Migraine patients find pain relief in electrical brain stimulation
ANN ARBOR—Chronic migraine sufferers saw significant pain relief after four weeks of electrical brain stimulation in the part of the brain responsible for voluntary movement, the motor cortex, according to a new study.
The animation above shows where on the skull scientists placed the non-invasive electrodes, and where the current flowed through the brain. The areas in blue show low current. The areas in red show high current, and they found that this high current reached key pain processing structures deeper within the brain.
Researchers from the University of Michigan School of Dentistry, Harvard University and the City College of the City University of New York used a noninvasive method called transcranial direct current stimulation (tDCS) as a preventative migraine therapy on 13 patients with chronic migraine, or at least15 attacks a month. After 10 sessions, participants reported an average 37 percent decrease in pain intensity.
The effects were cumulative and kicked in after about four weeks of treatment, said Alexandre DaSilva, assistant professor at the U-M School of Dentistry and lead author of the study, which appears in the journal Headache.
“This suggests that repetitive sessions are necessary to revert ingrained changes in the brain related to chronic migraine suffering,” DaSilva said, adding that study participants had an average history of almost 30 years of migraine attacks.
The researchers also tracked the electric current flow through the brain to learn how the therapy affected different regions.
“We went beyond, ‘OK, this works,'” DaSilva said. “We also showed what possible areas of the brain are affected by the therapy.”
They did this by using a high-resolution computational model. They correctly predicted that the electric current would go where directed by the electrodes placed on the subject’s head, but the current also flowed through other critical regions of the brain associated with how we perceive and modulate pain.

### EXERCISE DESCRIPTION
Rewrite everything in the migraine stimulation article from "Researchers from the" down to "in pain intensity.", putting "preventive" in place of "preventative".

### INFORMATION PROVIDED
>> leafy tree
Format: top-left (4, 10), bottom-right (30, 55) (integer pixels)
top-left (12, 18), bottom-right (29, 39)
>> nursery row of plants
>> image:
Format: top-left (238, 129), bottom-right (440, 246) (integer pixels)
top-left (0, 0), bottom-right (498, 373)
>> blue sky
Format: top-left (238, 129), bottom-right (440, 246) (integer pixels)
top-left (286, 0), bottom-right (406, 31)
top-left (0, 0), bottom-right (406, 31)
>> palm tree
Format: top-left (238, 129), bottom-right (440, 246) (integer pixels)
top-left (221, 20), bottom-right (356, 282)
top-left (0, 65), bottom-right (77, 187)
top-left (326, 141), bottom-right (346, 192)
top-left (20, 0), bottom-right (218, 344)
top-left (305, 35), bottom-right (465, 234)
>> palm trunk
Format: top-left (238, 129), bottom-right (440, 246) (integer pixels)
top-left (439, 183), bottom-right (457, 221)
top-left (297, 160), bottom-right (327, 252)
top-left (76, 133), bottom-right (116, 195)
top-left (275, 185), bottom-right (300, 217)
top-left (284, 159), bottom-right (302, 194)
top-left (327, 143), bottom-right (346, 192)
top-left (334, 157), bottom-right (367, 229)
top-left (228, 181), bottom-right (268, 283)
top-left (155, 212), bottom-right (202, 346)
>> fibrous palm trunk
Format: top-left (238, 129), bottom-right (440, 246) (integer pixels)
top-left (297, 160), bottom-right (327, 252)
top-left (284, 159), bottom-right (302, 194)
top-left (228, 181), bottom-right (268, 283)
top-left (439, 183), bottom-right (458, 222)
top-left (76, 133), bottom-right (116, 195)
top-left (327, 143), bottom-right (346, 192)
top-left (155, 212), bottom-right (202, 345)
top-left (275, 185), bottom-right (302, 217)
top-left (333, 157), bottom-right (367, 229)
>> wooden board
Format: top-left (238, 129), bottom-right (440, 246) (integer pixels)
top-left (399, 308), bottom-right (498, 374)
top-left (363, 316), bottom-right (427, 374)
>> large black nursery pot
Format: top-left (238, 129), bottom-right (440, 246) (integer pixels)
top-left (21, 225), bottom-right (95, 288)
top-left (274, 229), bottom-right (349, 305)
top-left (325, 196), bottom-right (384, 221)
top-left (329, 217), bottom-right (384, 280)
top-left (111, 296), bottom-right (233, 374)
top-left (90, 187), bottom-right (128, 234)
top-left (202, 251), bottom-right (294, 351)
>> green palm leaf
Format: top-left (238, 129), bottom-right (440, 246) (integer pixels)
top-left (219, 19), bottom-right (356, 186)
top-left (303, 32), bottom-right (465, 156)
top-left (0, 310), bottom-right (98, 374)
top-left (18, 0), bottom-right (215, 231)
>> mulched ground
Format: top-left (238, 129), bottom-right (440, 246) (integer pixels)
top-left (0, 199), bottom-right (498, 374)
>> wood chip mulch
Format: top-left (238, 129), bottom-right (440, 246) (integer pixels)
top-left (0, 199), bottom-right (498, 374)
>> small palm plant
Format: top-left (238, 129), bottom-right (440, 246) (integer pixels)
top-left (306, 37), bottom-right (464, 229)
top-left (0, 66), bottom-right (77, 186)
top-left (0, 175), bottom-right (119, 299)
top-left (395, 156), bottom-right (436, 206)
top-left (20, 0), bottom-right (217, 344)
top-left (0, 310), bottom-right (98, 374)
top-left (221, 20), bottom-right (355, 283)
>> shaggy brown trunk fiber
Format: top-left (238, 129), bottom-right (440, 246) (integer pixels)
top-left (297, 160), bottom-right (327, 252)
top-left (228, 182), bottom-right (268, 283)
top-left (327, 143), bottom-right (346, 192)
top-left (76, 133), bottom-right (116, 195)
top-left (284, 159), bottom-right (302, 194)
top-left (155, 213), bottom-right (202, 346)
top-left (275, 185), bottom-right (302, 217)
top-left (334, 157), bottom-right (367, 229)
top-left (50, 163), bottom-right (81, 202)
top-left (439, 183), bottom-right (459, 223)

### RESPONSE
Researchers from the University of Michigan School of Dentistry, Harvard University and the City College of the City University of New York used a noninvasive method called transcranial direct current stimulation (tDCS) as a preventive migraine therapy on 13 patients with chronic migraine, or at least15 attacks a month. After 10 sessions, participants reported an average 37 percent decrease in pain intensity.